Na certidão de nascimento foi anotado sexo masculino; ela não consegue fazer pré-natal

Jovem de 16 anos, moradora do Jardim Ângela que nasceu no interior da Bahia, também não pode se casar nem registrar o bebê

VINÍCIUS QUEIROZ GALVÃO
DA REPORTAGEM LOCAL

Esta é a história de James Alves da Silva, 16, baiana da zona rural da pequena cidade de Banco Central, que migrou para São Paulo aos três anos, trazida pela família.
Grávida de dois meses (isso mesmo, James é mulher), ela enfrenta problemas porque precisa fazer uma operação para mudança de sexo. Operação é modo de dizer, a mudança é só no papel. Isso porque James (pronuncia-se assim, como se lê, aportuguesado com "a" -e não na forma inglesa "Jeimes") foi registrada como menino.
Por ser homem para os registros públicos do Estado, a gestante não consegue fazer o pré-natal e os exames habituais decorrentes da gravidez.
Pior: não pode agendar o parto no sistema público de saúde. A explicação dada no posto da Chácara Santa Maria é que, por ter sido registrado como homem, o procedimento poderia caracterizar fraude. James terá de ser atendida na emergência quando estiver em trabalho de parto.
Os problemas não param por aí. Ela não pode se casar com o namorado, o pintor de paredes José Rocha Pereira, 28, com quem já mora há cinco meses. É que a legislação brasileira não reconhece o casamento entre pessoas do mesmo sexo.
James não poderá ainda registrar a criança em cartório porque não é possível lavrar filho de homem com homem.

**Enunciado 1**
Segundo a reportagem, com quem James mora há cinco meses?
A listagem não tem relação alguma com a reportagem.

**Material de origem**

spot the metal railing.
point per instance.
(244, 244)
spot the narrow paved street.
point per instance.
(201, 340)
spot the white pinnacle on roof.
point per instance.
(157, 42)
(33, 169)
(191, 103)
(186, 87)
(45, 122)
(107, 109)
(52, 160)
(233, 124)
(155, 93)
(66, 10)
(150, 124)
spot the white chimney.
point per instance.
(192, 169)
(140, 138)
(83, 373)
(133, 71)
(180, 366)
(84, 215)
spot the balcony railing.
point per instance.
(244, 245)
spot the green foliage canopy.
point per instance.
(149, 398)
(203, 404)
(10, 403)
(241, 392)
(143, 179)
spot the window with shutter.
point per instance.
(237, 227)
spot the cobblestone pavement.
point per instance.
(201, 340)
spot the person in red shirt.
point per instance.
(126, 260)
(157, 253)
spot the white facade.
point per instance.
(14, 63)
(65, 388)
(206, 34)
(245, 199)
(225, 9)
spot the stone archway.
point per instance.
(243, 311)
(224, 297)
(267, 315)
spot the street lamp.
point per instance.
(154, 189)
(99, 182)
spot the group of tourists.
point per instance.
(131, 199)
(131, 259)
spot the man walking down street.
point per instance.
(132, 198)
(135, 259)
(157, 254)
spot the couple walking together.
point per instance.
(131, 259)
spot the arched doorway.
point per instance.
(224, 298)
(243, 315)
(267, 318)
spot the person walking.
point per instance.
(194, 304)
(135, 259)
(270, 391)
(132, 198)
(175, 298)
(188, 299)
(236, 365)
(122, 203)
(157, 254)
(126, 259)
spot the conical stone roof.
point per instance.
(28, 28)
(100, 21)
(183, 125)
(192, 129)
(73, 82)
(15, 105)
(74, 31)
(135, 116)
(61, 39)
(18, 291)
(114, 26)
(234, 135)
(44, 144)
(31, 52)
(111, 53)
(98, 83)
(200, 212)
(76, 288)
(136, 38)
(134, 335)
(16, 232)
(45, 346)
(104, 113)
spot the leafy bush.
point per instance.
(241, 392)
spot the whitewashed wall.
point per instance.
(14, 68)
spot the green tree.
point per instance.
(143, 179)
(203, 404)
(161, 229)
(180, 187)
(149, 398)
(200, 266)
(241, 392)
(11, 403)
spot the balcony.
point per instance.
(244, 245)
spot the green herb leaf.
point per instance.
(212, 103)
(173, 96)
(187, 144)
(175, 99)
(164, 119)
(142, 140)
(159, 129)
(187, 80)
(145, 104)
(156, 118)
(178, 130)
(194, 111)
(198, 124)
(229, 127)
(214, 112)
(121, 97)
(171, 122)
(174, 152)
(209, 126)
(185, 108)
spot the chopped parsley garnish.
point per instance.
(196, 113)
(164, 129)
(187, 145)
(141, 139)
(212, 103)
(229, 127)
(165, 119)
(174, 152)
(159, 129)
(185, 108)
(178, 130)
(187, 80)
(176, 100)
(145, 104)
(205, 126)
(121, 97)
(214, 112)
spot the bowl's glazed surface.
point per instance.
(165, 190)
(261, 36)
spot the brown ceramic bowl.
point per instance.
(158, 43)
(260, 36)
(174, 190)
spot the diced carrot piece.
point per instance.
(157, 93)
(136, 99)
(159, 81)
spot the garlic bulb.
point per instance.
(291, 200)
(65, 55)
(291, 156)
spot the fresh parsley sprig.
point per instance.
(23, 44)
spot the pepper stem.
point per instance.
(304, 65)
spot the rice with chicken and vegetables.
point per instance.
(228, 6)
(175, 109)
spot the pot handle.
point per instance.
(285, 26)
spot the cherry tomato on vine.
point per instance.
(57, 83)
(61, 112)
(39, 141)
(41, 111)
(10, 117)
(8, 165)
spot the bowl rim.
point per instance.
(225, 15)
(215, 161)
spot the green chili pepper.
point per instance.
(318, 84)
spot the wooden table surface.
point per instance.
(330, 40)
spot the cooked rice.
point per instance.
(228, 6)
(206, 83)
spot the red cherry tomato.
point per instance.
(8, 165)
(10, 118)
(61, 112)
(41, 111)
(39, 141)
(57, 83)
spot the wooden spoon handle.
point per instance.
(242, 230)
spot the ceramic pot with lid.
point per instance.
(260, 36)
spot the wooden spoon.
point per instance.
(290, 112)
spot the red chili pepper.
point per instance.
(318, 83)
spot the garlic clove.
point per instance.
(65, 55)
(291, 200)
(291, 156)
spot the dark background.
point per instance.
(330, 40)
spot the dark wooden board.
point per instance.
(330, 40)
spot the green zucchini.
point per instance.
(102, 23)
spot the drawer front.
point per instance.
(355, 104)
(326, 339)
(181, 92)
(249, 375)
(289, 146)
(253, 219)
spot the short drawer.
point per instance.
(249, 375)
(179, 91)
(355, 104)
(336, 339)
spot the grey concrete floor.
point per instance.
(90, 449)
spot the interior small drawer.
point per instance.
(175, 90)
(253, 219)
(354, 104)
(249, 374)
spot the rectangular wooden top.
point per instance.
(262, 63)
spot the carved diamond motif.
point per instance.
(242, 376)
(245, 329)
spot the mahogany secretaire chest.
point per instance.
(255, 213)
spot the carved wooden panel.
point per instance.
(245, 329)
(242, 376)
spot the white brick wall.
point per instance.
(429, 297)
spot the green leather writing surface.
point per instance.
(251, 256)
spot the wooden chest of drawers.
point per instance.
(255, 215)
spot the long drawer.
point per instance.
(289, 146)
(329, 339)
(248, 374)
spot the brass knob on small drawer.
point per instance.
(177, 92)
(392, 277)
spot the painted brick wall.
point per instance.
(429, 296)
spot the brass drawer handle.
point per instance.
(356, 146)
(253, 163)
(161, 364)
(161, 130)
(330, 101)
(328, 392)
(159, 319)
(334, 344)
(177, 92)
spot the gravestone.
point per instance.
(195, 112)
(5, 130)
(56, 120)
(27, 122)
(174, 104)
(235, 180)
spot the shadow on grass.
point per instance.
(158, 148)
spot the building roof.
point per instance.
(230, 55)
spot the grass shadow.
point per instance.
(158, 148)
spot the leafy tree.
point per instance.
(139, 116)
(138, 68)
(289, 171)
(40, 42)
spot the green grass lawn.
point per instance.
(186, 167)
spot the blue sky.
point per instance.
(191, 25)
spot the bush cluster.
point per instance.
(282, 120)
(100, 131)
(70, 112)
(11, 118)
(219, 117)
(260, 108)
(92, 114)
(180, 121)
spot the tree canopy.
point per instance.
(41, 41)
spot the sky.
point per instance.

**Enunciado 2**
Redigite as linhas da listagem, começando na que contém "spot the green leather writing surface." e terminando no final da listagem.

**Resultado do exercício 1**
Com o namorado, o pintor de paredes José Rocha Pereira, de 28 anos.

**Resultado do exercício 2**
spot the green leather writing surface.
point per instance.
(251, 256)
spot the wooden chest of drawers.
point per instance.
(255, 215)
spot the long drawer.
point per instance.
(289, 146)
(329, 339)
(248, 374)
spot the brass knob on small drawer.
point per instance.
(177, 92)
(392, 277)
spot the painted brick wall.
point per instance.
(429, 296)
spot the brass drawer handle.
point per instance.
(356, 146)
(253, 163)
(161, 364)
(161, 130)
(330, 101)
(328, 392)
(159, 319)
(334, 344)
(177, 92)
spot the gravestone.
point per instance.
(195, 112)
(5, 130)
(56, 120)
(27, 122)
(174, 104)
(235, 180)
spot the shadow on grass.
point per instance.
(158, 148)
spot the building roof.
point per instance.
(230, 55)
spot the grass shadow.
point per instance.
(158, 148)
spot the leafy tree.
point per instance.
(139, 116)
(138, 68)
(289, 171)
(40, 42)
spot the green grass lawn.
point per instance.
(186, 167)
spot the blue sky.
point per instance.
(191, 25)
spot the bush cluster.
point per instance.
(282, 120)
(100, 131)
(70, 112)
(11, 118)
(219, 117)
(260, 108)
(92, 114)
(180, 121)
spot the tree canopy.
point per instance.
(41, 41)
spot the sky.
point per instance.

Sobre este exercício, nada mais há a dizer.